▸ **Aim of the exercise**
Only the lines from the one containing "Shelf-audit task: drop a dot on every instance of the shaded" through the last line of the entries are wanted. Transcribe them exactly.

======== Dataset extract ========

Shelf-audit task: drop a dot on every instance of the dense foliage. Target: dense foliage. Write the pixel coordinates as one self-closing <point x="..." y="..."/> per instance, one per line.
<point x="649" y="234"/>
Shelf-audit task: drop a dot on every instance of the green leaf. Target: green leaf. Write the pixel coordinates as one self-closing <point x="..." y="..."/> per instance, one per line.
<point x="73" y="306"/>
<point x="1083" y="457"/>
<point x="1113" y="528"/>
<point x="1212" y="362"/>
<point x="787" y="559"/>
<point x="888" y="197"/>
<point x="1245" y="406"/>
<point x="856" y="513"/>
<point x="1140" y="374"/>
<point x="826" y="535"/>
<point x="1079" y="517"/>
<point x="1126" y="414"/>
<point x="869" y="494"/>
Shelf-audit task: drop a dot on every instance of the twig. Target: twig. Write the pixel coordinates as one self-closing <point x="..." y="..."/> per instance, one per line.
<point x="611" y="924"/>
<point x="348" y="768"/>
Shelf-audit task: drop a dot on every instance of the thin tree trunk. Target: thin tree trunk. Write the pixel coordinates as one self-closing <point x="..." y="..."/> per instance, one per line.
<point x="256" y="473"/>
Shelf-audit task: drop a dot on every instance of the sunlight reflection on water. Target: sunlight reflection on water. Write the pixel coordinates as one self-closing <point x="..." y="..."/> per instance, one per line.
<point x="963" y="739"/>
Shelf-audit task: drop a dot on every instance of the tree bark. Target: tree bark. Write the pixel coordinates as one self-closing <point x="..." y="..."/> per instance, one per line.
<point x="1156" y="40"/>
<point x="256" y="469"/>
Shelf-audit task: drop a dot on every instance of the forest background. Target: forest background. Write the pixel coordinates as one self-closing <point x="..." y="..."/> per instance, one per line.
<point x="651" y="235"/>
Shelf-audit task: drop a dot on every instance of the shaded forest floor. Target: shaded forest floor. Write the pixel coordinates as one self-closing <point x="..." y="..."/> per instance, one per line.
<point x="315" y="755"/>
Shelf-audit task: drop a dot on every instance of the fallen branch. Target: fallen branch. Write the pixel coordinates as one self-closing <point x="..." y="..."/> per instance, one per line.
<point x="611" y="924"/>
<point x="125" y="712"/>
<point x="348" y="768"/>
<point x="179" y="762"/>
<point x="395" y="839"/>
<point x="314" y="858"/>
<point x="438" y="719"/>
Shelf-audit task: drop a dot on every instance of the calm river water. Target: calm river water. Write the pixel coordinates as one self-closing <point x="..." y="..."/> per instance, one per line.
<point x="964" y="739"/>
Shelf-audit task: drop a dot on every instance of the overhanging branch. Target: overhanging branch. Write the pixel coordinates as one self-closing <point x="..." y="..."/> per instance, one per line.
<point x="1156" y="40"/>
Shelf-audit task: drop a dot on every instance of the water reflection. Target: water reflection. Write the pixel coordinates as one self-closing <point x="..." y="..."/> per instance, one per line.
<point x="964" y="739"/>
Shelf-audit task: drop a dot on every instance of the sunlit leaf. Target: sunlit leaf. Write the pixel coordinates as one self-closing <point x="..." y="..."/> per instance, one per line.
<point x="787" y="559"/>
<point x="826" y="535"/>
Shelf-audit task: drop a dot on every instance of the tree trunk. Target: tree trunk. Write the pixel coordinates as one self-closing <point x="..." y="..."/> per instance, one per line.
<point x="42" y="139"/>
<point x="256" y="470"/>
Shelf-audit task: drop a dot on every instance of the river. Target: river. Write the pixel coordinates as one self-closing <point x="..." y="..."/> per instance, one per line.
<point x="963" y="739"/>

========

▸ **Answer box**
Shelf-audit task: drop a dot on every instance of the shaded forest floor. Target: shaded forest floor. Write the pixel coordinates as one self-closing <point x="..." y="..."/> per instance, one per line.
<point x="315" y="755"/>
Shelf-audit task: drop a dot on every instance of the fallen branch. Target: fallen branch. Write the pixel coordinates as one self-closing <point x="..." y="..."/> per instance, one per line.
<point x="611" y="924"/>
<point x="125" y="712"/>
<point x="348" y="768"/>
<point x="179" y="762"/>
<point x="395" y="839"/>
<point x="314" y="858"/>
<point x="438" y="719"/>
Shelf-audit task: drop a dot on every instance of the calm river water. Target: calm river water. Write the pixel coordinates as one self-closing <point x="..." y="..."/> per instance, one per line.
<point x="964" y="739"/>
Shelf-audit task: drop a dot on every instance of the overhanging branch. Target: overhanging branch. Write the pixel coordinates as one self-closing <point x="..." y="..."/> per instance, one per line.
<point x="1156" y="40"/>
Shelf-audit task: drop a dot on every instance of the water reflection. Target: water reflection. Write the pixel coordinates as one self-closing <point x="..." y="..."/> per instance, one per line.
<point x="964" y="739"/>
Shelf-audit task: drop a dot on every instance of the sunlit leaf. Target: sunlit leaf. Write the pixel coordinates as one self-closing <point x="..." y="..."/> per instance, one per line.
<point x="787" y="559"/>
<point x="826" y="535"/>
Shelf-audit task: drop a dot on every instance of the tree trunk. Target: tree trunk. Write the pixel coordinates as one self-closing <point x="..." y="..."/> per instance, one per line.
<point x="42" y="139"/>
<point x="256" y="470"/>
Shelf-audit task: drop a dot on every instance of the river. Target: river. Write the pixel coordinates as one self-closing <point x="..." y="..."/> per instance, one per line.
<point x="963" y="739"/>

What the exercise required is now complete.